* _DIRECTIVE 1_:
In the forum post about reading a last.fm file into R, how big is the .txt file?
* _DIRECTIVE 2_:
Reproduce the records from the line containing "Q: report a point for each instance of the glove finger" down to the end of the records, requests included, and shift every point coordinate in the answers up by 24.

Reputation: 123
I am battling with regex and I can't figure it out.
I have a bid data base extracted from last.fm (www.lastfm.com). The file is a .txt file where each column from each line is delimited by "," (comma) with over 1.7 GB and there are some characters messing up the reading into R. Until now I managed to understand where everything goes wrong and the main problem comes from " (quotation marks) inside other quotation marks.
To elucidate, here is an example of the .txt file when readLines is applied.
[1] "user,\"Method Man & Redman\",\"Da Rockwilder\",0,2012,2,10,8,0,41"
[2] "user,\"Method Man & Redman\",\"Y.O.U.\",0,2012,2,10,7,56,25"
[3] "user,\"Method Man & Redman\",\"Blackout\",0,2012,2,10,7,51,53"
[4] "user,\"Chuckie\",\"Who Is Ready To Jump (Club Mix)\",0,2012,2,10,7,40,12"
[5] "user,\"Opgezwolle\",\"Volle Kracht\",0,2012,2,10,7,36,31"
[6] "user,\"Opgezwolle\",\"Ut Is Wat Het Is\",0,2012,2,10,7,33,25"
Basically this becomes a data frame with 10 columns: username, "Artist", "Track", loved (0/1), year, month, day, hour, minute, second
The above example can easily be read without any problems but I get problems when something like this happens:
[1] "user,\"Fall Out Boy\",\"\"The Take Over, The Breaks Over\"\",0,2010,4,17,7,11,37"
[2] "user,\"Gare du Nord\",\"I Want Love 12\" Remix\",0,2011,6,12,19,32,33"
In the first case, due to the double quotation marks, the comma in the name of the track makes this into two different columns and instead of the 10 columns I get 11 columns. On the second case, the 12" leaves the string "open" and only stops until it finds a similar case. When this happens, I loose several lines of the data frame.
What I want as a solution? I want to remove all the " (quotations marks) except the ones that surround the name of the Artist and name of the Track.
Output: The output would have in total four (4) " (quotation marks) in each line. "Artist" and "Track Name". So the output for those 2 lines that give me problem would be:
[1] "user,\"Fall Out Boy\",\"The Take Over, The Breaks Over\",0,2010,4,17,7,11,37"

* _EXTRACTED DATA_:
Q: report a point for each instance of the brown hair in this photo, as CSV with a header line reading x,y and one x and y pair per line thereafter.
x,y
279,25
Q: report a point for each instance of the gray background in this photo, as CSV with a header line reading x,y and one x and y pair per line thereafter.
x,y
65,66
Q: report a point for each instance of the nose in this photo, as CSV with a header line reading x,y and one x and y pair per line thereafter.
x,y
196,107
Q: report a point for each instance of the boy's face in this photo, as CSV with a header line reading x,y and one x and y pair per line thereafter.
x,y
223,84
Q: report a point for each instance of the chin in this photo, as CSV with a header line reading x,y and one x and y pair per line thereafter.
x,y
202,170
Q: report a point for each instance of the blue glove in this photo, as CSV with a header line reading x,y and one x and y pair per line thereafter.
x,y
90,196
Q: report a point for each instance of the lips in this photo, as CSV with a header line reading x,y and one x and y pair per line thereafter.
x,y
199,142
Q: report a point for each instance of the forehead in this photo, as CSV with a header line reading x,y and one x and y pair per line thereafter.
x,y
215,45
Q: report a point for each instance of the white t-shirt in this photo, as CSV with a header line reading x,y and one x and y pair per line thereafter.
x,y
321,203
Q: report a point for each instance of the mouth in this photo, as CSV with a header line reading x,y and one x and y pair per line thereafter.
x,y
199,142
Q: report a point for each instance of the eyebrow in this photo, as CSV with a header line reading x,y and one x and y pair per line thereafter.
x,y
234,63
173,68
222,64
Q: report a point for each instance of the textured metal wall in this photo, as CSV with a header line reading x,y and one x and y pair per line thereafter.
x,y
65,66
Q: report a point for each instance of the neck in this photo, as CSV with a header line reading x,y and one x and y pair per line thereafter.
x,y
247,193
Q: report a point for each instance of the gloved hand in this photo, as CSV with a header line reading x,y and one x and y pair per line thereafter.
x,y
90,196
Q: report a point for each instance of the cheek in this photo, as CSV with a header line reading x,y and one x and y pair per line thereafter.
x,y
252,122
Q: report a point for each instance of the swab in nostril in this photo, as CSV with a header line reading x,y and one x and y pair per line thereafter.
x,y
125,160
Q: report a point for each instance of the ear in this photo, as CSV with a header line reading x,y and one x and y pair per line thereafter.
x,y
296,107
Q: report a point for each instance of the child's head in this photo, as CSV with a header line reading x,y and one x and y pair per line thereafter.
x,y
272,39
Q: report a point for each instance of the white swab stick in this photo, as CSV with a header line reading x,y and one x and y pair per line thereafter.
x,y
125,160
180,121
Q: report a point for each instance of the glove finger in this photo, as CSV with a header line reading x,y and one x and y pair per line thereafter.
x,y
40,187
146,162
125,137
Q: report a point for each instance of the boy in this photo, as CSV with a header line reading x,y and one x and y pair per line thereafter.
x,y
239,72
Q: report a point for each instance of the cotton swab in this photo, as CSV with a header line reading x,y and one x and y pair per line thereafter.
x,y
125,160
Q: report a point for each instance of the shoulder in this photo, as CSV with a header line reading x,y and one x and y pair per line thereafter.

* _WORKED SOLUTION 1_:
Over 1.7 GB.

* _WORKED SOLUTION 2_:
Q: report a point for each instance of the glove finger in this photo, as CSV with a header line reading x,y and one x and y pair per line thereafter.
x,y
64,211
170,186
149,161
Q: report a point for each instance of the boy in this photo, as CSV with a header line reading x,y and one x and y pair per line thereafter.
x,y
263,96
Q: report a point for each instance of the cotton swab in this photo, as CSV with a header line reading x,y and one x and y pair per line thereafter.
x,y
149,184
Q: report a point for each instance of the shoulder in this photo, as CSV with a header line reading x,y and one x and y pair per line thereafter.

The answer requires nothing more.